(Stored records)
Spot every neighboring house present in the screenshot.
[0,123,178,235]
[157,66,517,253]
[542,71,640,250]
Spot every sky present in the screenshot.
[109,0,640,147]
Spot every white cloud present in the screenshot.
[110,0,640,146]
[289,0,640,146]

Stated problem: Write out every line of the records above, copying each one unchanged.

Answer to the problem:
Spot every neighboring house present in the screenshot.
[0,123,178,235]
[157,66,517,253]
[542,71,640,250]
Spot every sky present in the screenshot.
[109,0,640,147]
Spot every white cloud present in the screenshot.
[110,0,640,146]
[289,0,640,146]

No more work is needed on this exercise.